=== Text provided ===

Police: No evidence of crimes relating to suicide of 13-year-old girl
A police investigation regarding the circumstances surrounding the death of a 13-year-old girl who was a student at Mount View Middle School confirmed the death was a suicide, but did not reveal any crimes were committed in connection with the incident.
According to the Waldo County Sheriff's Office, the investigation into the March 26 suicide included a report from the state medical examiner's office, interviews with the girl's family and friends, school officials, as well as a review of school records.
"While the investigation looked into all aspects of the girl's home and social life, particular attention was given to allegations of bullying seen in the media immediately following her death," stated a press release from the sheriff's office. "Interviews with family, friends and the school failed to provide any specific instances of bullying (harassment, threatening, assault, etc.) at the school or provide the names of any individuals involved in specific events. There is no evidence of crimes committed related to this incident."
The written statement from the sheriff's office also noted the report of the investigation would not be made public "as we reasonably believe it would constitute an unwarranted invasion of personal privacy of the family and friends of the victim, most of which are of the same age group."
The sheriff's office responded to the report of the suicide on the morning of March 26, and that afternoon the Regional School Unit 3 administration sent a note home to parents of students at the middle school as well as Troy Elementary School notifying families of the incident.
The letter sent home to parents confirmed that a student took their own life, as well as offered advice for how parents could talk to their children about the incident.
"We believe it is important to let the community of parents know about this tragedy as soon as possible so that you may be aware of and prepared to address the impact this may have on your son or daughter," the letter states. "Your child may experience many different feelings and may want to share those feelings with you."
The district held a community forum on suicide prevention in the weeks following the girl's death, and worked with the Crisis Network of Maine and provided counseling for students.
Friday morning, May 3, Waldo County Chief Deputy Jeff Trafton said suicides are always difficult for the people the deceased leaves behind, particularly in instances such as this one because the girl left no note or anything to indicate why she opted to take her own life.
"We're really never going to know why," he said.

=== Data for analysis ===

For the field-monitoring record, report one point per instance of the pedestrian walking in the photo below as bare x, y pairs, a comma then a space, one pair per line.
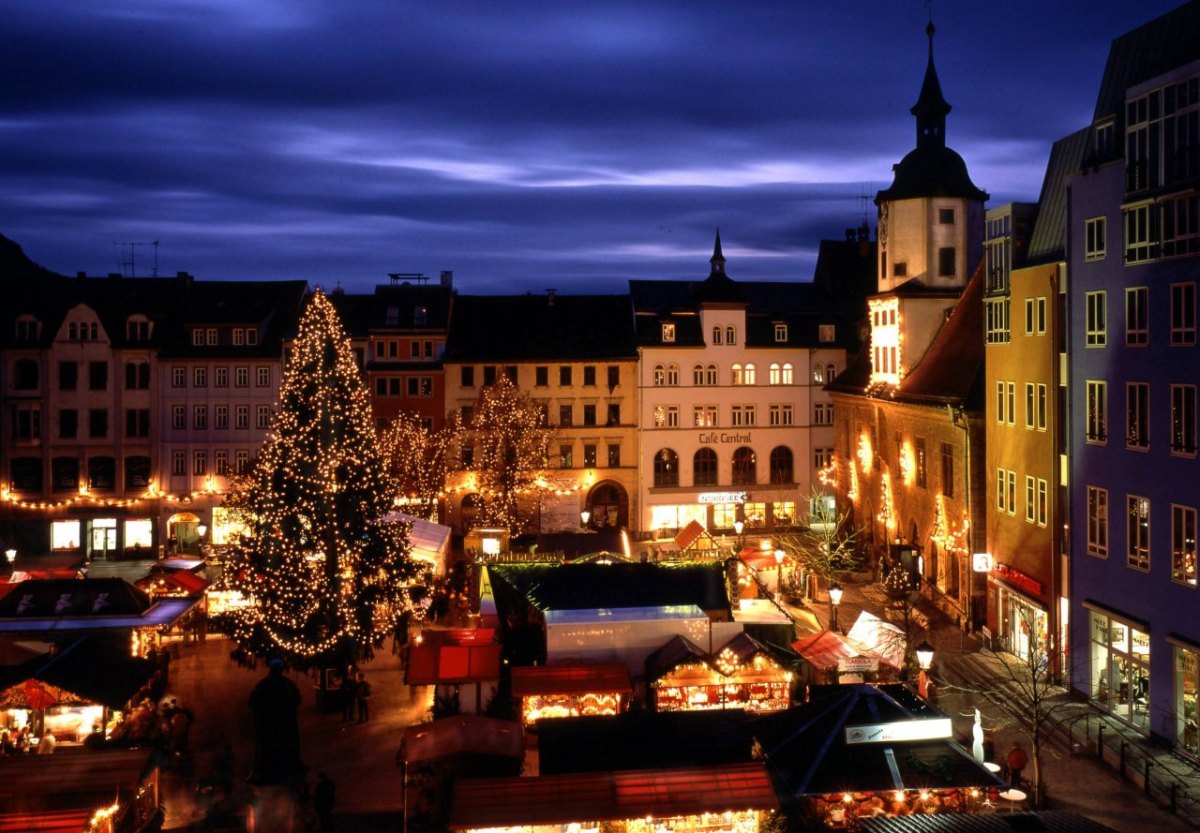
349, 695
1018, 759
363, 694
323, 799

===

=== Brief 1 ===
Answer these questions using the news article about the police investigation:
(a) Which state office provided a report that was part of the investigation?
(b) Besides the middle school, which school's families received the note from the Regional School Unit 3 administration?
(c) Which organization did the district work with in the weeks following the death?
=== Brief 2 ===
Quote the news article from "The letter sent" up to and including "about the incident.".

=== Written response 1 ===
(a) The state medical examiner's office
(b) Troy Elementary School
(c) The Crisis Network of Maine

=== Written response 2 ===
The letter sent home to parents confirmed that a student took their own life, as well as offered advice for how parents could talk to their children about the incident.